**What is being asked:**
From the line that holds "of the club" to the last line of the data, copy everything exactly; leave out all the rest.

Records contained in a dataset:
--- --- ---
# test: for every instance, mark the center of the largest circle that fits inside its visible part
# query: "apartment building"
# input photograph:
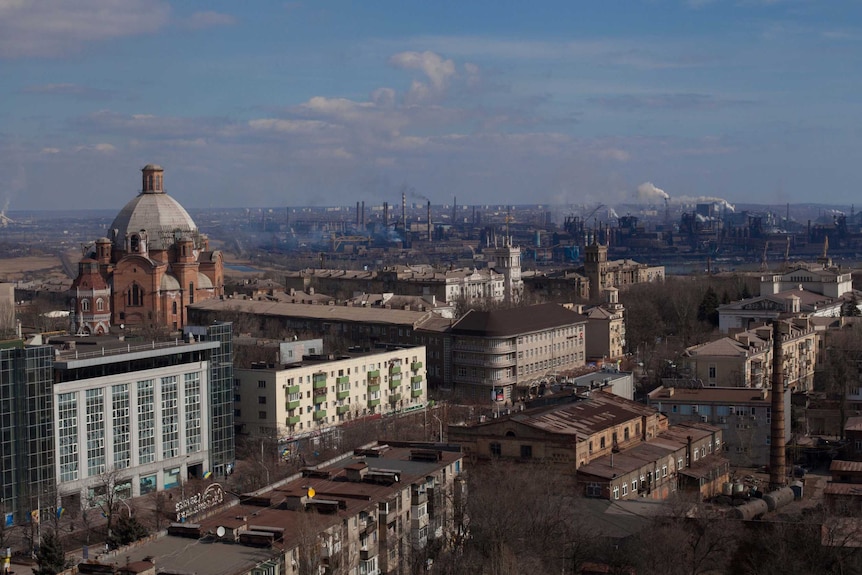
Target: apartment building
(745, 359)
(372, 512)
(744, 416)
(317, 392)
(503, 354)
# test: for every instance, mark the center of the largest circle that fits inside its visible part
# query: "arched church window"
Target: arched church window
(135, 296)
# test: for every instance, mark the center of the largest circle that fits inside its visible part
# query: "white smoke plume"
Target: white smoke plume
(706, 200)
(647, 192)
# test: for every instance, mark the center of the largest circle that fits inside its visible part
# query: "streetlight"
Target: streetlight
(441, 426)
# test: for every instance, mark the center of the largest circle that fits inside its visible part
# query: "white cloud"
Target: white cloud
(48, 28)
(209, 19)
(438, 71)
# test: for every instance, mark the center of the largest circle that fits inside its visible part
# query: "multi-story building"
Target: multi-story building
(745, 359)
(27, 429)
(496, 352)
(153, 263)
(603, 274)
(744, 415)
(372, 512)
(606, 328)
(317, 393)
(142, 417)
(492, 283)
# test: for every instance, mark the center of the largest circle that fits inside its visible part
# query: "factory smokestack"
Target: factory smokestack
(777, 470)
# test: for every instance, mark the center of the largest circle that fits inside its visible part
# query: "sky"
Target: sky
(275, 104)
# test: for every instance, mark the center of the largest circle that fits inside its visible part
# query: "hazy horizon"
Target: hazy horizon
(291, 103)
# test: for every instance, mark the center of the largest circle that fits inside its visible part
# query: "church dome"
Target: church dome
(153, 211)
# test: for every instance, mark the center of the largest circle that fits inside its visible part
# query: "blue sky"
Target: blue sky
(270, 104)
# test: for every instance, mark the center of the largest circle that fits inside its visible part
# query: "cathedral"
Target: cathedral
(152, 264)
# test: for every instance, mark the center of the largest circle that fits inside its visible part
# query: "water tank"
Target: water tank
(779, 498)
(751, 510)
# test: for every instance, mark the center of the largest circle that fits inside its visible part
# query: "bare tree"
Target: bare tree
(107, 496)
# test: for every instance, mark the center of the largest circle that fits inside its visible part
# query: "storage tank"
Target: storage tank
(779, 498)
(751, 510)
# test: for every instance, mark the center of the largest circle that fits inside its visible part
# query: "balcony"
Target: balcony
(418, 497)
(485, 361)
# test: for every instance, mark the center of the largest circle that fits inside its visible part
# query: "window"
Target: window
(135, 296)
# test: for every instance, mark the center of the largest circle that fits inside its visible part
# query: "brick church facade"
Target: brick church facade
(152, 264)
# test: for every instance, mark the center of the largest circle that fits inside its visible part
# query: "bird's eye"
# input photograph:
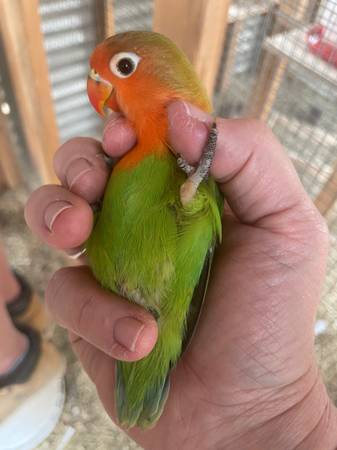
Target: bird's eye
(124, 64)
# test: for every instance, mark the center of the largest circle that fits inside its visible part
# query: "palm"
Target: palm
(246, 336)
(251, 359)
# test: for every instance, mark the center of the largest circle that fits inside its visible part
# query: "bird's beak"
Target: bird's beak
(101, 94)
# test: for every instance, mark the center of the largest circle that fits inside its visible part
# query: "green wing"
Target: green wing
(158, 254)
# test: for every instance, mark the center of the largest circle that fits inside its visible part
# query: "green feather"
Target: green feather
(150, 249)
(152, 252)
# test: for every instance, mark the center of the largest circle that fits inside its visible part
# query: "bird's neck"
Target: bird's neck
(151, 129)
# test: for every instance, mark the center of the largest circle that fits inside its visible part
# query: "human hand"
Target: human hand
(249, 379)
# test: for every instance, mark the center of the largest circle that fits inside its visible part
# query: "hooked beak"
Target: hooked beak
(101, 94)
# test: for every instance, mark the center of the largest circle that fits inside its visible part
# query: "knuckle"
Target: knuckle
(83, 314)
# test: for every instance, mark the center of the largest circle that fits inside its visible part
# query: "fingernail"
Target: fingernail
(127, 332)
(53, 211)
(76, 170)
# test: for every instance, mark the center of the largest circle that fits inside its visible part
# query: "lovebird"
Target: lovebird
(154, 236)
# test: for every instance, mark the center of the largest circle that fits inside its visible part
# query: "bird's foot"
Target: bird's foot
(196, 176)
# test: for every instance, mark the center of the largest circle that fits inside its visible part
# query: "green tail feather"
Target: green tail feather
(143, 410)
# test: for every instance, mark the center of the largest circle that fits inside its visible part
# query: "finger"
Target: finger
(115, 326)
(59, 217)
(100, 368)
(253, 170)
(118, 136)
(80, 166)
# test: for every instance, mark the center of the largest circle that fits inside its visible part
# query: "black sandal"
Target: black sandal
(25, 365)
(21, 303)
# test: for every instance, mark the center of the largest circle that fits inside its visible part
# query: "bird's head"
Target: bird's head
(137, 73)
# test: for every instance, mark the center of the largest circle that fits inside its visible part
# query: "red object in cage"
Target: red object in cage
(325, 49)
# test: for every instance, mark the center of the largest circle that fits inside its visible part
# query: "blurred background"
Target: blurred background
(273, 60)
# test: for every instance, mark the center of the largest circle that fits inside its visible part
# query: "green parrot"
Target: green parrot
(154, 237)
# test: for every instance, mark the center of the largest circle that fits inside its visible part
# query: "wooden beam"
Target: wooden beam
(105, 20)
(26, 58)
(109, 20)
(197, 27)
(231, 56)
(10, 175)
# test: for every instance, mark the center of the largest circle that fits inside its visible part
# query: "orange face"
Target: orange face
(138, 74)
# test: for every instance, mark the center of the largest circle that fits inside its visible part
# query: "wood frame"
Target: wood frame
(104, 11)
(197, 27)
(231, 54)
(27, 64)
(9, 171)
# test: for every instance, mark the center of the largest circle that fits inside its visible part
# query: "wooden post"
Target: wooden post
(109, 22)
(105, 22)
(231, 55)
(197, 27)
(26, 58)
(10, 175)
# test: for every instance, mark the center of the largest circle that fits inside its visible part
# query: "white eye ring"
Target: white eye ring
(124, 64)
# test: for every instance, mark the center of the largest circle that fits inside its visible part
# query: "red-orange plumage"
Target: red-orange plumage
(143, 99)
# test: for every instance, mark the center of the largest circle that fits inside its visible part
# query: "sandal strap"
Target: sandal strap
(25, 365)
(20, 304)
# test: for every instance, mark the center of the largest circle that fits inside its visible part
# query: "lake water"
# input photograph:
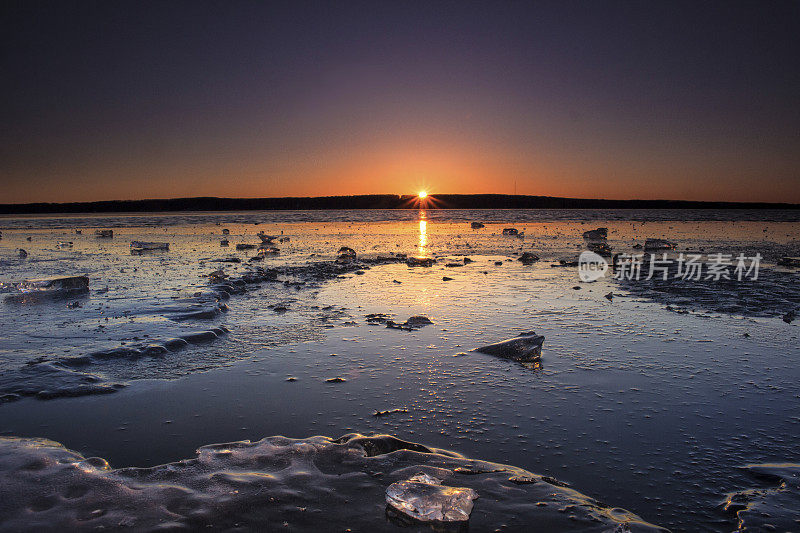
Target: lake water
(651, 401)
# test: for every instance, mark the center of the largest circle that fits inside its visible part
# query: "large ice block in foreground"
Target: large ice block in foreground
(300, 485)
(423, 497)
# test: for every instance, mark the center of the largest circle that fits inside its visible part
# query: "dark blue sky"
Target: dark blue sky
(112, 100)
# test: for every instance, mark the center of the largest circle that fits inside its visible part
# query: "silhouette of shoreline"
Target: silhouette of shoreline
(374, 201)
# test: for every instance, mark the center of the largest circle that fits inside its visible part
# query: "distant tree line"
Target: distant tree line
(373, 201)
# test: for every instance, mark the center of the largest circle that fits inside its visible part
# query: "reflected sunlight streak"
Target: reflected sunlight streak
(423, 233)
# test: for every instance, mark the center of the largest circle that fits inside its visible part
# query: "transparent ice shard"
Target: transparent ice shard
(423, 497)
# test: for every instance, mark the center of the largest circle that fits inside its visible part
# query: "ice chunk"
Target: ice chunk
(599, 234)
(143, 246)
(54, 283)
(266, 239)
(789, 261)
(658, 245)
(420, 261)
(346, 255)
(423, 497)
(528, 258)
(525, 347)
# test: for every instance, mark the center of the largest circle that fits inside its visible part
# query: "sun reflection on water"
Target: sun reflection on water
(423, 234)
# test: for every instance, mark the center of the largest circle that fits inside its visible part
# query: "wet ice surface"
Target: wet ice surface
(300, 485)
(633, 404)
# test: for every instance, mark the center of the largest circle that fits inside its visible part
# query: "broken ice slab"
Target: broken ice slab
(423, 497)
(54, 283)
(420, 261)
(789, 261)
(526, 347)
(599, 234)
(658, 245)
(33, 290)
(346, 255)
(142, 246)
(266, 239)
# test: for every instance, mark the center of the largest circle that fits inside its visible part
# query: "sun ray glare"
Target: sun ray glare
(423, 234)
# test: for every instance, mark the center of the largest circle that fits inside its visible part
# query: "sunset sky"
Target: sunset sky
(128, 100)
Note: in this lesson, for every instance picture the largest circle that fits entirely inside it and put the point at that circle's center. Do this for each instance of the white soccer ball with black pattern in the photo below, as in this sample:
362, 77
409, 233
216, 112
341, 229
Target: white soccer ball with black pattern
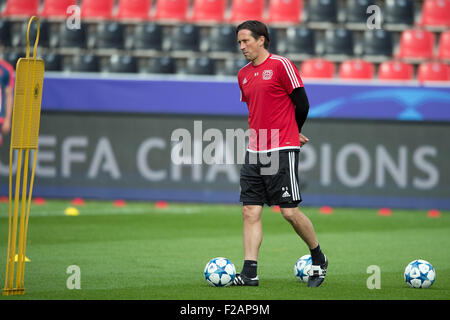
219, 272
419, 274
302, 267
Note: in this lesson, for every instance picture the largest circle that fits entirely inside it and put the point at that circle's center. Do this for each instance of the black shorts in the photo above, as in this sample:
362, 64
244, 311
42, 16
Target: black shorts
260, 184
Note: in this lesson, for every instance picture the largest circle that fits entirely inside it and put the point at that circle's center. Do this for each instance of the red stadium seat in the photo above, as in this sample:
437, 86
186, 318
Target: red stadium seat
416, 43
317, 68
433, 71
356, 69
242, 10
436, 13
285, 11
56, 8
171, 10
97, 9
209, 10
395, 70
21, 8
444, 46
134, 9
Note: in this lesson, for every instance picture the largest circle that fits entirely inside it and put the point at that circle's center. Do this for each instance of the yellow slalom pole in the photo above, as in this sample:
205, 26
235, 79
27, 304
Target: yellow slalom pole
28, 215
24, 137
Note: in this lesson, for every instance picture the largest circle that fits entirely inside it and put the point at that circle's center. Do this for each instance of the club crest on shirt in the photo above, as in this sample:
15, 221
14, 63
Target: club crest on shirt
267, 74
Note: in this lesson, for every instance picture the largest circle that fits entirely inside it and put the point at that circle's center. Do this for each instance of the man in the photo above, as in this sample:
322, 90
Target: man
278, 106
6, 98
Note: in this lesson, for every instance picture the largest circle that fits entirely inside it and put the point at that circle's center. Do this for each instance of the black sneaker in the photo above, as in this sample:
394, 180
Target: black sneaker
317, 274
242, 280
--- --- ---
**Task output:**
Note: in this lesson, for every instance picture the largest circle that fits entirely inside it and put the point at that circle's center. Do this for each instance of the club crest on shirt in the photo above, as in this sample:
15, 221
14, 63
Target: club crest on shirt
267, 74
Note: in this lesson, for every instance picture the largest circle that fits entirely inside it and put the point at that circle's center. Do this for each instance of the man in the photo above, as in this sample:
322, 90
Target: man
278, 106
6, 98
Note: in this lesson, for every instance picture the largest circle that fits entirely inside it and put the point at that circle's center. Do this for each instance of the black sneaker in the photo above, as in this sample:
394, 180
Target: black sneaker
317, 274
242, 280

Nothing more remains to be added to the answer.